[Stored items]
============================================================

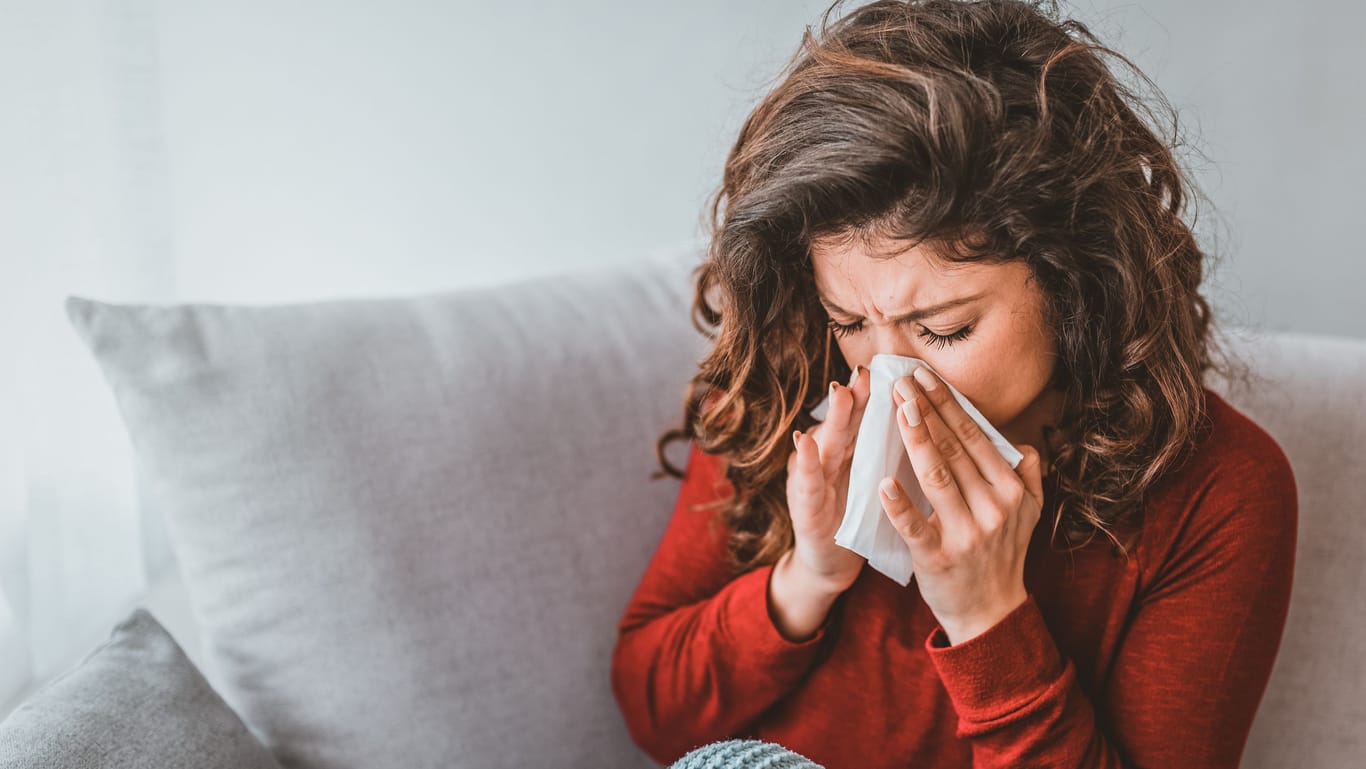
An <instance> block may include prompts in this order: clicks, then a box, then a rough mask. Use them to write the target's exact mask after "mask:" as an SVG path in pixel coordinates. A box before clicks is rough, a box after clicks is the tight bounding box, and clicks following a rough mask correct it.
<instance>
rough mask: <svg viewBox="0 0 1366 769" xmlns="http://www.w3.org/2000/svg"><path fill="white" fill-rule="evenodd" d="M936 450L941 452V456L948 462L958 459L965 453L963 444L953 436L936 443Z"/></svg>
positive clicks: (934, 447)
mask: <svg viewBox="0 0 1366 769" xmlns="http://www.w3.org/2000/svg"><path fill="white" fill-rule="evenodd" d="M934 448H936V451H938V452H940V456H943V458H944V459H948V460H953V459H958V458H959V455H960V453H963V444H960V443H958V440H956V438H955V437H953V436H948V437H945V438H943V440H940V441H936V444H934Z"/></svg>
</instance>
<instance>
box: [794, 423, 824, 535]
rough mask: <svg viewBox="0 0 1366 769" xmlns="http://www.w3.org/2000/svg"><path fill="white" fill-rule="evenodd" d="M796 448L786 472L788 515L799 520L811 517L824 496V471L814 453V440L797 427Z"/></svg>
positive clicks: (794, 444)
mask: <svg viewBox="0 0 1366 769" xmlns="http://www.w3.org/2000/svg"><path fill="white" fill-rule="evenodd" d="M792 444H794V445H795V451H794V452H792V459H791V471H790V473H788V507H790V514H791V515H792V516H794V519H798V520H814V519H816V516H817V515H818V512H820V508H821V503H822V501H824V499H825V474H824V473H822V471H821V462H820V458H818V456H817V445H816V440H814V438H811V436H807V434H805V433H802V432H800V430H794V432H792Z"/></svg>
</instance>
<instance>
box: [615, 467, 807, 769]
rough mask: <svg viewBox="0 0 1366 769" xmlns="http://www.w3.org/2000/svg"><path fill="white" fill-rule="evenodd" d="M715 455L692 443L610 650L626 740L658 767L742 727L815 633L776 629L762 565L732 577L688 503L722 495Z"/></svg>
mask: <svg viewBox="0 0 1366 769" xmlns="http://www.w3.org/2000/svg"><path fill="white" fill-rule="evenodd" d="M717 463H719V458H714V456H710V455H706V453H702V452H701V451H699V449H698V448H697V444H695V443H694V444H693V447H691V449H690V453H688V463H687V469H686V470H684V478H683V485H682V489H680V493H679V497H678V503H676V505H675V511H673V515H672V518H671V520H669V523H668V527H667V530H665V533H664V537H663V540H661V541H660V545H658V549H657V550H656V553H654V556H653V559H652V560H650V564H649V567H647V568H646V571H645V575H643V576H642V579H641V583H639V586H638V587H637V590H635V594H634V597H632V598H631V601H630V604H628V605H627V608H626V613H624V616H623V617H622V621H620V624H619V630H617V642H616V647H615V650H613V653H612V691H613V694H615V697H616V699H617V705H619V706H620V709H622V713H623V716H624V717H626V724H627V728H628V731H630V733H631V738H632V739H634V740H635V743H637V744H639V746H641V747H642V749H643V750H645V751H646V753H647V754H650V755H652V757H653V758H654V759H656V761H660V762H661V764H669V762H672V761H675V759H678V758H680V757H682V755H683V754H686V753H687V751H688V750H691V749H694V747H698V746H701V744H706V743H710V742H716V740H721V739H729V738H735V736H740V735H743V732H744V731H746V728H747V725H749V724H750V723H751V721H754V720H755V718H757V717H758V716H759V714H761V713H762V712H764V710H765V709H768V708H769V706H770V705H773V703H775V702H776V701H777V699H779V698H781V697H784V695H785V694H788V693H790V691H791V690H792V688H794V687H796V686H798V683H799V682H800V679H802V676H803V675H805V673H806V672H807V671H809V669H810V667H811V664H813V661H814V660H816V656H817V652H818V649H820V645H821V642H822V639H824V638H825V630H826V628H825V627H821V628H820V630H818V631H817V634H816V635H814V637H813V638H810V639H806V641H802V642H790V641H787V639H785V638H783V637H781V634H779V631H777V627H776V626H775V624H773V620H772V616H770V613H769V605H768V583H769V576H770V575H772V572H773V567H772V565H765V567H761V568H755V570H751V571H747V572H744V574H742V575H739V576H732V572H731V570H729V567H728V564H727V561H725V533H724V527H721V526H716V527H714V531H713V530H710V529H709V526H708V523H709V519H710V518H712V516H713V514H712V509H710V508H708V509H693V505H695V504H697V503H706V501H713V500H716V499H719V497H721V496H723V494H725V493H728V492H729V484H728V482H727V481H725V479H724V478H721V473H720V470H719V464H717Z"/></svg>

============================================================

Type out the data above once more, exactly, with no images included.

An <instance> block may include prompts in this order: clicks, then a box, then a rough mask. Use them to write the target's exact mask after "mask:" as an SVG path in pixel coordinates. A box before clicks is rough, a box after clicks is the tight bounding box, and clicks following a rough mask correct it.
<instance>
rough mask: <svg viewBox="0 0 1366 769" xmlns="http://www.w3.org/2000/svg"><path fill="white" fill-rule="evenodd" d="M936 450L941 452V456L948 462L958 459L965 453L963 444L953 436L936 443Z"/></svg>
positive clicks: (934, 447)
mask: <svg viewBox="0 0 1366 769" xmlns="http://www.w3.org/2000/svg"><path fill="white" fill-rule="evenodd" d="M934 448H936V451H938V452H940V456H943V458H944V459H948V460H953V459H958V458H959V455H960V453H963V444H960V443H958V440H956V438H955V437H953V436H948V437H945V438H943V440H940V441H936V444H934Z"/></svg>
</instance>
<instance>
box: [794, 423, 824, 535]
rough mask: <svg viewBox="0 0 1366 769" xmlns="http://www.w3.org/2000/svg"><path fill="white" fill-rule="evenodd" d="M796 448L786 472L788 515L799 520L811 517L824 496V471L814 453V440L797 427Z"/></svg>
positive clicks: (794, 444)
mask: <svg viewBox="0 0 1366 769" xmlns="http://www.w3.org/2000/svg"><path fill="white" fill-rule="evenodd" d="M792 444H794V445H795V451H794V452H792V459H791V471H790V473H788V507H790V514H791V515H792V516H794V519H798V520H814V519H816V516H817V515H818V512H820V508H821V503H822V501H824V499H825V474H824V473H822V471H821V462H820V458H818V456H817V445H816V440H814V438H811V436H807V434H805V433H802V432H800V430H794V432H792Z"/></svg>
</instance>
<instance>
box: [615, 467, 807, 769]
rough mask: <svg viewBox="0 0 1366 769" xmlns="http://www.w3.org/2000/svg"><path fill="white" fill-rule="evenodd" d="M715 455L692 443L610 650L626 740L658 767L742 727L815 633L776 629L762 565L732 577L688 503L722 495Z"/></svg>
mask: <svg viewBox="0 0 1366 769" xmlns="http://www.w3.org/2000/svg"><path fill="white" fill-rule="evenodd" d="M717 463H719V458H714V456H710V455H706V453H702V452H701V451H699V449H698V448H697V444H695V443H694V444H693V447H691V449H690V453H688V463H687V469H686V470H684V478H683V485H682V489H680V493H679V497H678V503H676V505H675V511H673V515H672V518H671V520H669V523H668V527H667V530H665V533H664V537H663V540H661V541H660V545H658V549H657V550H656V553H654V556H653V559H652V560H650V564H649V567H647V568H646V571H645V575H643V576H642V579H641V583H639V586H638V587H637V590H635V594H634V597H632V598H631V601H630V604H628V605H627V608H626V613H624V616H623V617H622V621H620V624H619V630H617V642H616V647H615V650H613V653H612V691H613V694H615V697H616V699H617V705H619V706H620V709H622V713H623V716H624V717H626V724H627V728H628V731H630V733H631V738H632V739H634V740H635V743H637V744H639V746H641V747H642V749H643V750H645V751H646V753H647V754H650V755H652V757H653V758H654V759H656V761H660V762H661V764H669V762H672V761H675V759H678V758H680V757H682V755H683V754H686V753H687V751H688V750H691V749H694V747H698V746H701V744H706V743H710V742H716V740H721V739H729V738H735V736H740V735H743V732H744V731H746V728H747V725H749V724H750V723H751V721H754V720H755V718H757V717H758V716H759V714H761V713H762V712H764V710H765V709H768V708H769V706H770V705H773V703H775V702H776V701H777V699H779V698H781V697H784V695H785V694H788V693H790V691H791V690H792V688H794V687H796V686H798V683H799V682H800V679H802V676H803V675H805V673H806V672H807V671H809V669H810V667H811V664H813V661H814V660H816V656H817V652H818V649H820V645H821V642H822V639H824V638H825V630H826V628H825V627H821V628H820V630H818V631H817V634H816V635H814V637H813V638H810V639H806V641H802V642H790V641H787V639H785V638H783V637H781V634H779V631H777V627H776V626H775V624H773V620H772V616H770V613H769V605H768V583H769V576H770V575H772V572H773V567H772V565H765V567H761V568H755V570H751V571H747V572H744V574H742V575H739V576H732V572H731V570H729V567H728V564H727V561H725V533H724V527H721V526H716V527H714V531H713V530H710V529H709V526H708V523H709V519H710V518H712V516H713V514H712V509H710V508H708V509H693V505H695V504H697V503H706V501H713V500H716V499H719V497H721V496H723V494H725V493H728V492H729V484H728V482H727V481H725V479H724V478H721V473H720V470H719V464H717Z"/></svg>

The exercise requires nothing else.